_Instructions for the task_
The entries that follow should be repeated exactly, with no pictures kept.

──────────

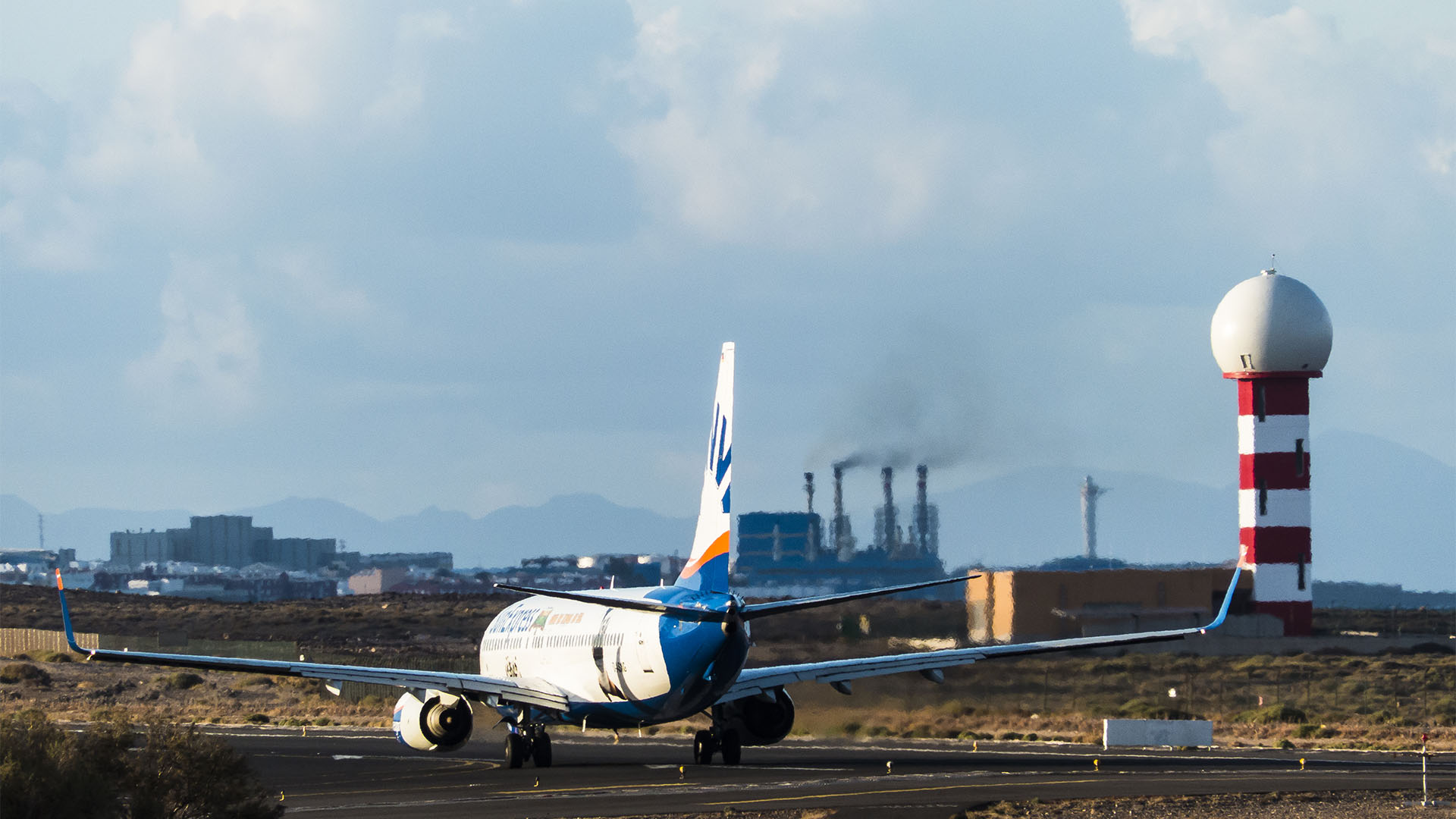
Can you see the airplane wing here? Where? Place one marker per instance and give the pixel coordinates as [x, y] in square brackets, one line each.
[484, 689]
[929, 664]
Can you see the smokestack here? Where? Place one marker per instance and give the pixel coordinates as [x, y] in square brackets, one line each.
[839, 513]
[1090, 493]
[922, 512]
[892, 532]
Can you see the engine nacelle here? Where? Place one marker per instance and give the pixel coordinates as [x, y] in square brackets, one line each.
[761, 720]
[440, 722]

──────────

_Exercise result_
Can you see the airplane wing here? Where? Place one marker per instance and give the pixel coordinates as [x, y] in square brackets, one line each.
[484, 689]
[929, 664]
Can you see the smokestack here? Where? Place one marker per instance and give the pixel coordinates as [x, y] in square brackets, one line each.
[839, 513]
[1090, 493]
[922, 512]
[892, 532]
Can you see the engine nacelle here? Where? Place one marker per instance and give the pixel coordinates as [x, y] in square brackets, one line each.
[761, 720]
[440, 722]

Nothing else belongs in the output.